■ TASK DIRECTIONS ■
Resume the case study below on Lindsay Walton's real estate work at Energy Transfer, writing on from its last sentence.

■ EXTRACT PROVIDED ■
━━━━━━━━━━━━━━━━━━━━━━━━━━━━━━

Case Studies

Lindsay Walton – Energy Transfer

Energy industry expertise from boots up

A dollar saved is a dollar earned. So goes the truism that Lindsay Walton takes to heart, sometimes while wearing work boots and a hard hat while stepping through the hardscrabble West Texas plains.

For the areas around Midland and Odessa are among the places where her employer, Energy Transfer, has acquired other midstream companies that expand its means of transporting and storing oil, natural gas and other refined products for industrial clientele across 41 states and the Canadian province of Alberta. Got to conserve cash and satisfy shareholders while running at peak efficiency, and part of that comes from consolidating a growing portfolio of real estate and physical assets.

As senior director of real estate since March 2020, Walton’s point woman in the process and often-times the only woman around the rigs, pipelines and storage terminals. No problem, she gets along just fine with the so-called roustabouts, roughnecks and wildcatters.

“Undeserved terms,” she says. “I’ve found them all to be respectful and willing to show me the ropes. Easy as it would be for me to stay at my desk, I function so much better once my boots hit the ground. Those field operators have a wealth of knowledge that I’m able to tap into.”

The process is reciprocal, with Walton showing the hired hands the reason for company decisions about where they’re working and why their assignments might change. This is a company that in a short time has accumulated much owned and leased land and infrastructure.

Synergy energized

Speaking to Blueprint this past November from Energy Transfer headquarters in Dallas, she says it’s been an eventful year that’s had the company activating a link for its Houston terminal to accept oil for export. The company has also completed a $325 million bolt-on acquisition of underground storage assets. Then there was completion of what’s known as the Permian Bridge project that expands Energy Transfer’s capabilities in the Delaware and Midland basins.

━━━━━━━━━━━━━━━━━━━━━━━━━━━━━━

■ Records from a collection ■
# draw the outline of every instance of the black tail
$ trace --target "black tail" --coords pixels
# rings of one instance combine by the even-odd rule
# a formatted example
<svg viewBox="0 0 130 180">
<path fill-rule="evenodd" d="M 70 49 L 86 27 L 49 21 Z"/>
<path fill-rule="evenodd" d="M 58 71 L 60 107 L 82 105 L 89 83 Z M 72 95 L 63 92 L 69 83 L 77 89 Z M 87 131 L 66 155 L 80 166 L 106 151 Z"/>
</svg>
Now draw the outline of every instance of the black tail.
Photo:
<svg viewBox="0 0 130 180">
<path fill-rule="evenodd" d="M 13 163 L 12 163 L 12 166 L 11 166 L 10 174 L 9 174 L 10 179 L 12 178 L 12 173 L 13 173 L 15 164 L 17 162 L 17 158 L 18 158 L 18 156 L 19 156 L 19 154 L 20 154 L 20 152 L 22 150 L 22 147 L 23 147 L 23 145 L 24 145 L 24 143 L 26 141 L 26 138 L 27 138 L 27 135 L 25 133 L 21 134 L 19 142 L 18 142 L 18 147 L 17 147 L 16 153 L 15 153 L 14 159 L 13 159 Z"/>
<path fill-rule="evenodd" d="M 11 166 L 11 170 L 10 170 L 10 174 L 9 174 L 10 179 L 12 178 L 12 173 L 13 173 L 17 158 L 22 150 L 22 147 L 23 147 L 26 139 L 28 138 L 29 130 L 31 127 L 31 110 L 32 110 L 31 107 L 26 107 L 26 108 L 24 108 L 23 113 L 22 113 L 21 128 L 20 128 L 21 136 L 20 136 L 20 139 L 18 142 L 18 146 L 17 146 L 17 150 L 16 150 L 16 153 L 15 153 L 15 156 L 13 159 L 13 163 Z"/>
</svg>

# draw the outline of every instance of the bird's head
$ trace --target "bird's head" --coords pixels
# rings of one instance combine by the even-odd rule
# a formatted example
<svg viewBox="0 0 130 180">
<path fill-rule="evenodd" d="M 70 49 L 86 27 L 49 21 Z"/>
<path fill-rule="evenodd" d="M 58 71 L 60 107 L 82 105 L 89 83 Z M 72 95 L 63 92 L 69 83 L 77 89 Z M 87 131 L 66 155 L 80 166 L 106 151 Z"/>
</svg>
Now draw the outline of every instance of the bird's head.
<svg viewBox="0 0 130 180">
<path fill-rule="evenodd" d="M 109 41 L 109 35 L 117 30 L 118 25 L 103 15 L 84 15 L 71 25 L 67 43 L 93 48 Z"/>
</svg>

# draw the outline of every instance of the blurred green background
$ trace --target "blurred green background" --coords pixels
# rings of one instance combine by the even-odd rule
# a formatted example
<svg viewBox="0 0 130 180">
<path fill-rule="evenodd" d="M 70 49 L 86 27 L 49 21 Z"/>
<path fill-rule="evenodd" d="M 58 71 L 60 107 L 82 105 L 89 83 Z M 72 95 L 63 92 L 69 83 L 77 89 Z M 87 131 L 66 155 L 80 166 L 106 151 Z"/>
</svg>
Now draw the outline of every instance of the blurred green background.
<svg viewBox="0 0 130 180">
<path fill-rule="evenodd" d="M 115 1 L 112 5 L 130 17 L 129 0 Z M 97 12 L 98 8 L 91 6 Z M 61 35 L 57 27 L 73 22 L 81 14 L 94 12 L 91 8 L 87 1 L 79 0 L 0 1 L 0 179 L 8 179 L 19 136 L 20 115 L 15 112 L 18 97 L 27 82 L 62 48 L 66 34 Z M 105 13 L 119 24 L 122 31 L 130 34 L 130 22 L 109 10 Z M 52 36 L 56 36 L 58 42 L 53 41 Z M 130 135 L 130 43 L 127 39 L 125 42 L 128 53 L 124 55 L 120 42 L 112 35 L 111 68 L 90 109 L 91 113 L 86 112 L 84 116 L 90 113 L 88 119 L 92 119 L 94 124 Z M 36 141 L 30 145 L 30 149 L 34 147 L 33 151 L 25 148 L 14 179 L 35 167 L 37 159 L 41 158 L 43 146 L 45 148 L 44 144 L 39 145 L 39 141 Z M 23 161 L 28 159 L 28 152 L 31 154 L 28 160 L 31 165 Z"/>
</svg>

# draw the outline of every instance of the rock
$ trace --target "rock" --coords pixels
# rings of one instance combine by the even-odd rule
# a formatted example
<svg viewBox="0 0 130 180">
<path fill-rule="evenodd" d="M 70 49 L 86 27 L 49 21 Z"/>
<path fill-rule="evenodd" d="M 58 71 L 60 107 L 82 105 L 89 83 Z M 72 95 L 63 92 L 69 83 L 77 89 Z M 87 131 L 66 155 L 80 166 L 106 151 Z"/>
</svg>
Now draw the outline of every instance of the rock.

━━━━━━━━━━━━━━━━━━━━━━━━━━━━━━

■ RESULT OF THIS TASK ■
With Walton’s input, the company has consummated these projects as well as a new field office in Philadelphia. She’s integral to the company’s decision on whether to own or lease a property—and when the energy industry is involved, these are not typical real estate transactions.

“Very rarely is real estate one of the assets we’re most interested in,” Walton says. “The pipeline is the most valued asset while the land is a bonus.”

Infotech will have a bigger role in optimizing land value, Walton explaining how 2023’s focus includes software upgrades and data gathering. Knowing where all the infrastructure is and which pipelines are most productive should go a long way toward reaping most value.
Energy Transfer has just started a solar division and, with the help of the database, Walton says the company identified which parcels it controlled that were nearest the site and how such land could be put to best use. There’ll be much more critical information to leverage in short time.

“When the partnership needs to make a decision, there won’t be week of research,” Walton says. “The information will be at our fingertips. Saving times equals savings money.”

Value through economy

She needs no reminding that her department isn’t a revenue producer.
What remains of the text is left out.